## Assigned task
Each line that contains the word "ground" is to be copied from the records below.

## Source data
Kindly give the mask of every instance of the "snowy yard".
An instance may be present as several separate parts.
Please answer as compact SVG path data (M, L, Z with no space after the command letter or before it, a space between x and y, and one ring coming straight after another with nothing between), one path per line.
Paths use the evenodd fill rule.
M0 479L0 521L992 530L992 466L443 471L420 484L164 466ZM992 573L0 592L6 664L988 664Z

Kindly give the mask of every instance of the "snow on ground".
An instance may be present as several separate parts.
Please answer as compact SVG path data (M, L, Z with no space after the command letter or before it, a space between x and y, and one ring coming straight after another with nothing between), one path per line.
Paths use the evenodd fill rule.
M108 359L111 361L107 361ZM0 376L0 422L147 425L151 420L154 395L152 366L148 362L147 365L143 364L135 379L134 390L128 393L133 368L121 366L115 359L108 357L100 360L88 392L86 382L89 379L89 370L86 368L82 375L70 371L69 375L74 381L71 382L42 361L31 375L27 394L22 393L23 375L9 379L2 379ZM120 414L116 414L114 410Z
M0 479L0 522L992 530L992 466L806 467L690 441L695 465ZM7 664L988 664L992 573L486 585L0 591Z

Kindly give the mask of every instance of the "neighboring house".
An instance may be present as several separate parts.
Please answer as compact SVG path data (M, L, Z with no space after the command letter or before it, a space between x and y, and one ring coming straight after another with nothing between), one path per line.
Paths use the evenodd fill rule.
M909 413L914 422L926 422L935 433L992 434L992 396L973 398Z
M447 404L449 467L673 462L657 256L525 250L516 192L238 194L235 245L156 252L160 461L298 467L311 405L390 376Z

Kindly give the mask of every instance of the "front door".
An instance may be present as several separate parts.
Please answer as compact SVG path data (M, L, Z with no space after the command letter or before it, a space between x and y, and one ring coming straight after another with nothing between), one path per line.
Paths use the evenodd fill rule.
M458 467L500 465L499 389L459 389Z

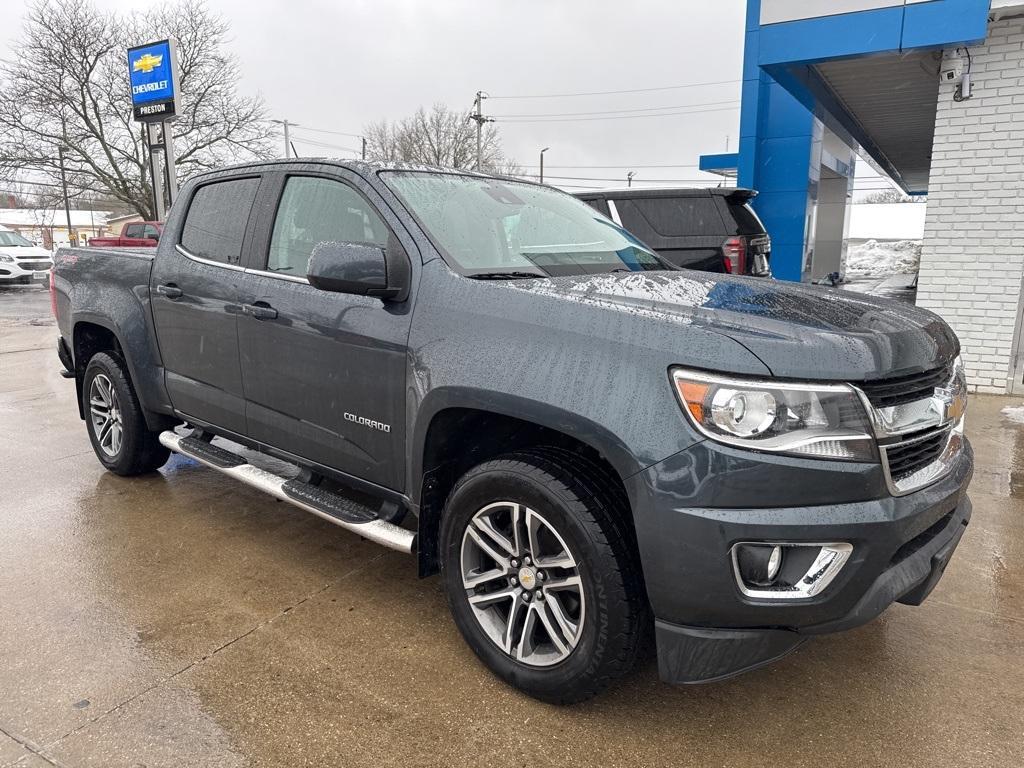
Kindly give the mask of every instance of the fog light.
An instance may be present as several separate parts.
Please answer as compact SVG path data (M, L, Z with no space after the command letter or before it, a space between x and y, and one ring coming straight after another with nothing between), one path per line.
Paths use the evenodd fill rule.
M740 578L754 587L771 586L782 569L782 547L777 544L741 544L736 550Z

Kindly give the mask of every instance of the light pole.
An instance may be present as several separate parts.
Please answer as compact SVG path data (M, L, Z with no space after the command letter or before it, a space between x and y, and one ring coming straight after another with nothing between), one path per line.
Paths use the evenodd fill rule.
M271 120L272 123L277 123L284 127L284 158L289 159L292 156L292 142L288 137L289 128L300 128L298 123L289 123L287 120Z
M78 245L78 238L75 237L75 232L71 229L71 203L68 201L68 179L64 173L64 147L57 147L57 157L60 159L60 186L64 192L64 215L67 216L68 221L68 242L71 245Z
M632 188L633 177L636 176L636 171L630 171L626 174L626 186Z
M551 147L544 147L540 151L540 183L544 183L544 153L547 152Z

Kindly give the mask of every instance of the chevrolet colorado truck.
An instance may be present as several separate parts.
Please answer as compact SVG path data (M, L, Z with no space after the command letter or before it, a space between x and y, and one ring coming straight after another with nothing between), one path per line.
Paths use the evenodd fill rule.
M919 604L971 514L939 317L680 270L537 184L218 170L155 250L54 274L105 467L175 452L410 553L542 700L593 695L650 633L664 680L707 682Z

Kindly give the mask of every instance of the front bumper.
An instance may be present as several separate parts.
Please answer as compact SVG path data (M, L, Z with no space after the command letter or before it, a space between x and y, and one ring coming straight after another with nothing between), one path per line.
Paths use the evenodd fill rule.
M632 479L667 682L709 682L753 669L810 636L864 624L893 602L920 604L938 583L970 520L970 444L944 478L901 497L884 491L871 465L847 465L840 470L846 475L828 482L825 464L757 462L704 443ZM757 504L783 495L786 506ZM753 503L737 506L743 497ZM723 499L728 507L716 505ZM747 541L848 542L853 552L820 594L765 600L744 595L736 581L729 552Z
M17 262L0 261L0 284L31 285L45 283L50 277L50 268L25 269Z

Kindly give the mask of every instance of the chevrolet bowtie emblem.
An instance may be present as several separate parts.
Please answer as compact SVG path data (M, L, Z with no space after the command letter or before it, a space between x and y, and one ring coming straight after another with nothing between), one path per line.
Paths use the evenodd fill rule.
M943 423L959 421L967 410L967 394L960 388L935 388L935 398L941 404Z
M139 58L137 58L134 62L132 62L132 71L144 72L148 75L154 69L159 67L163 60L163 54L160 54L159 56L154 56L151 53L145 53L142 56L139 56Z

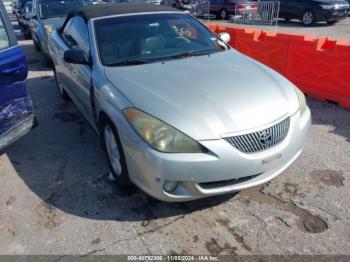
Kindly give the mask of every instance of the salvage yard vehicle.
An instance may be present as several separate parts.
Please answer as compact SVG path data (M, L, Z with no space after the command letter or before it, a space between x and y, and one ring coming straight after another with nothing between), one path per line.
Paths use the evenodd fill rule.
M51 34L59 94L100 134L119 185L186 201L266 183L300 155L303 93L228 41L142 4L79 8Z
M27 134L34 121L24 53L0 2L0 150Z
M14 0L12 2L12 10L15 13L17 17L18 24L22 24L23 20L23 10L24 10L24 5L30 0Z
M241 12L244 9L251 11L256 9L256 3L247 0L209 0L210 13L219 19L228 19L231 15L235 15L236 9Z
M92 5L89 0L33 0L30 31L36 50L43 51L50 60L47 49L48 35L62 26L67 14L79 6Z
M316 22L332 25L349 14L346 0L281 0L280 18L300 19L305 26Z
M160 5L161 0L110 0L110 1L106 1L106 3L109 3L109 4L133 3L133 4Z
M171 6L180 10L191 9L191 0L162 0L161 4Z
M33 3L27 2L23 8L23 20L22 20L22 30L24 37L30 39L32 37L30 33L30 19L33 17Z

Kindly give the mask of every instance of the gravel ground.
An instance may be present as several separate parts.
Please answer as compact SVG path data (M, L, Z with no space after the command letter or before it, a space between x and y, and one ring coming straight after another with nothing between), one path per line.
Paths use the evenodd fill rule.
M301 157L268 184L163 203L108 179L98 136L20 41L39 125L0 153L0 254L349 254L350 112L309 100Z
M218 23L223 25L237 25L229 21L219 21L211 20L212 23ZM256 26L256 25L237 25L241 27L255 27L267 30L277 30L279 32L289 32L297 34L308 34L319 37L328 36L333 39L346 39L350 42L350 17L340 20L335 25L328 25L326 23L316 23L310 27L305 27L298 20L291 20L285 22L283 20L279 21L278 27L266 27L266 26Z

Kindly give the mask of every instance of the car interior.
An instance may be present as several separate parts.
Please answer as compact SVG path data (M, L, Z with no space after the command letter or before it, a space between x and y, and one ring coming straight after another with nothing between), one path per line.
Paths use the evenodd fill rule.
M213 39L197 38L201 35L197 34L197 28L180 20L109 23L100 26L96 34L105 65L125 59L156 59L184 51L215 48Z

## Written response
Kindly give the mask of every instance of the "snow on ground".
Kindly give the mask of every instance of the gravel ground.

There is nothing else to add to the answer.